AUFGABENBESCHREIBUNG: Entscheiden Sie, ob die Aussagen 1., 2. und 3. mit dem Text über die Untersuchung von Kindern gehörloser Eltern übereinstimmen, und begründen Sie jedes Ja oder Nein mit den entscheidenden Worten des Textes als wörtlichem Zitat. 1. Der Arzt versucht, sich mit den Eltern auf Englisch zu verständigen. 2. Die Eltern rechnen bereits mit der Mitteilung eines Operationstermins. 3. Laut Text geht mit dem Implantat das Resthörvermögen verloren.

Nach den Erfahrungen von Dolmetscherinnen sind Untersuchungen von Kindern gehörloser Eltern auf mögliche Gehörlosigkeit der Kinder das reinste Horrorkabinett.
Man überlege sich das: HNO-Klinik. Der Arzt bekommt mit, dass die Eltern ihn nicht verstehen. Ach so, Sie sind Ausländer. Er versucht es auf Englisch. Hallo? HNO-Klinik? Untersuchung des Kindes auf Taubheit? Könnte es unter Umständen möglich sein, dass die Eltern gehörlos sind? Aha, er hat es verstanden.
Oder doch nicht? Die Dolmetscherin stört ihn. Immer steht die im Weg rum. Kann die nicht rausgehen? Nein?! Wieso nicht? Äh.. Dolmetscherin? Gebärdensprache?
Nun ja. Wenn der Arzt selbst Gebärdensprache könnte, was nach Vorgaben der Inklusion in einer HNO-Klinik eigentlich Standard sein sollte, dann hätte er auch nicht das Problem mit zu vielen Menschen im einem Raum. Ein größerer Raum wäre natürlich auch von Vorteil. Aber jetzt schreit auch noch das Kind, weil die Untersuchung am Ohr unangenehm ist. Können Sie das nicht abstellen?, will er von den Eltern wissen. Wie bitte? Es ist ein kleines Kind. Kaum ein Kind weint nicht bei einer solchen ärztlichen Untersuchung. Und das Weinen, das weiß der Herr Doktor offenbar auch nicht, ist eine Form der Kommunikation. Doch die beherrscht er ja in dieser Konstellation ohnehin nicht.
Zumal sich nun auch noch herausstellt, dass das Kind taub ist. Gehörlos also. Die Eltern nehmen es zur Kenntnis. Doch mit der Information, dass ihr Kind, wie sie selbst, gehörlos ist, teilt ihnen der Arzt sogleich den Termin der nächsten OP mit. Wie bitte? Welche OP?, wollen die Eltern wissen. Na, CI! Jetzt muss ein Cochlea-Implantat her. Aber wieso? Die Eltern fühlen sich überrumpelt.
Ihnen geht es jetzt gar nicht darum, dass ein Implantat eher selten dazu führt, dass ein gehörloser Mensch hört, was Hörende hören. Dass Hörerfolge sich oft auch gar nicht einstellen. Dass mit dem Implantat das Resthörvermögen verloren geht. Es geht ihnen auch noch nicht einmal darum, dass es lebensgefährliche Risiken bei solchen Implantaten gibt, wovon Hirnhautentzündung oder andere Infektion noch die geringsten Folgen sind. Auch nicht um Folgen wie Schwindelanfälle oder Tinitus oder Störung der Geschmacksnerven. Zumal, wer lässt sich schon gerne in den Kopf bohren?

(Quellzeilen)
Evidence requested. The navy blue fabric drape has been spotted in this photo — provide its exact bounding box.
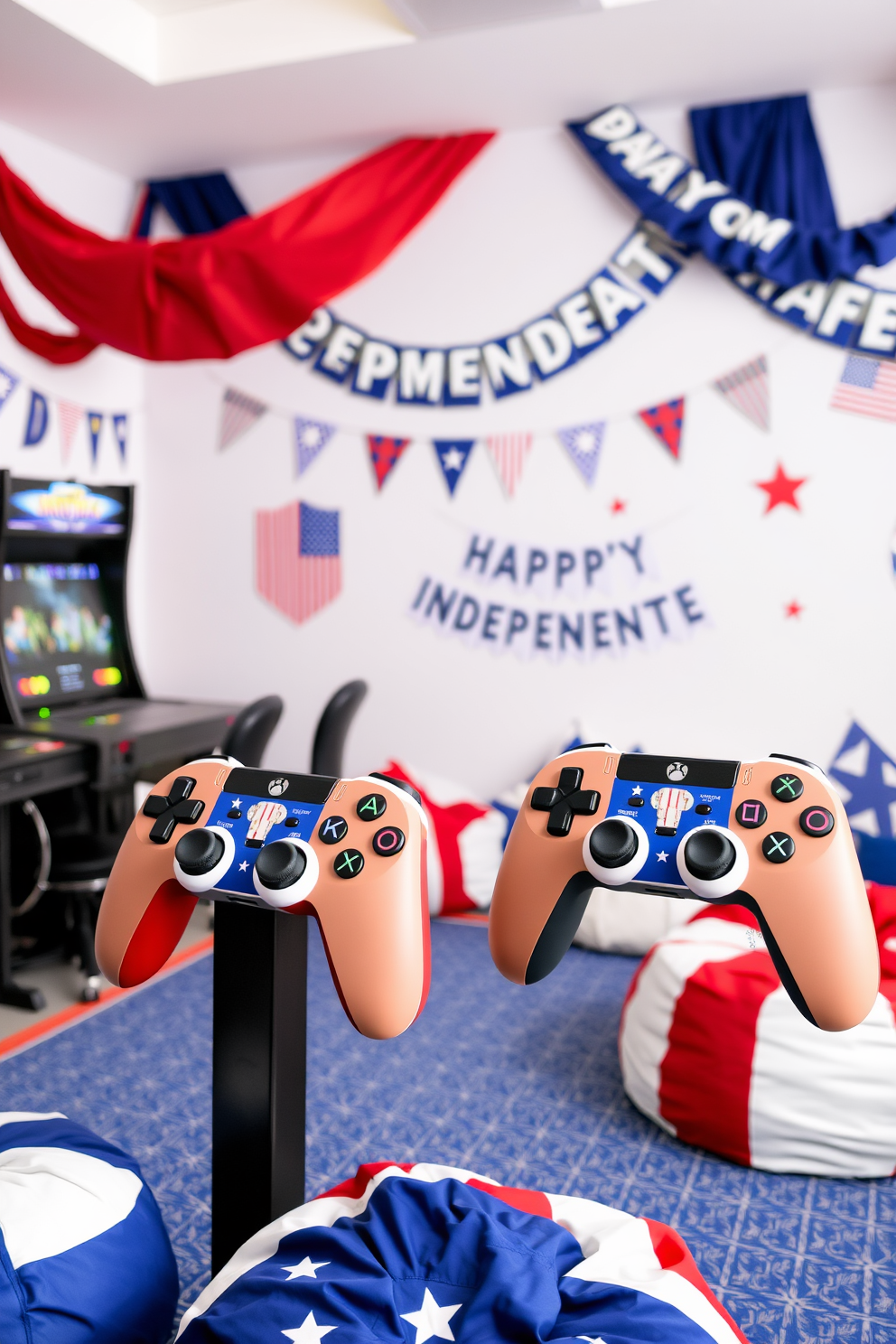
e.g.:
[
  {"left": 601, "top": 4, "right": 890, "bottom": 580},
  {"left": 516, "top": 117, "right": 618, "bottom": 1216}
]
[
  {"left": 135, "top": 172, "right": 248, "bottom": 238},
  {"left": 690, "top": 93, "right": 837, "bottom": 229}
]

LÖSUNG:
1. Ja – „Er versucht es auf Englisch.“
2. Nein – „Die Eltern fühlen sich überrumpelt.“
3. Ja – „Dass mit dem Implantat das Resthörvermögen verloren geht.“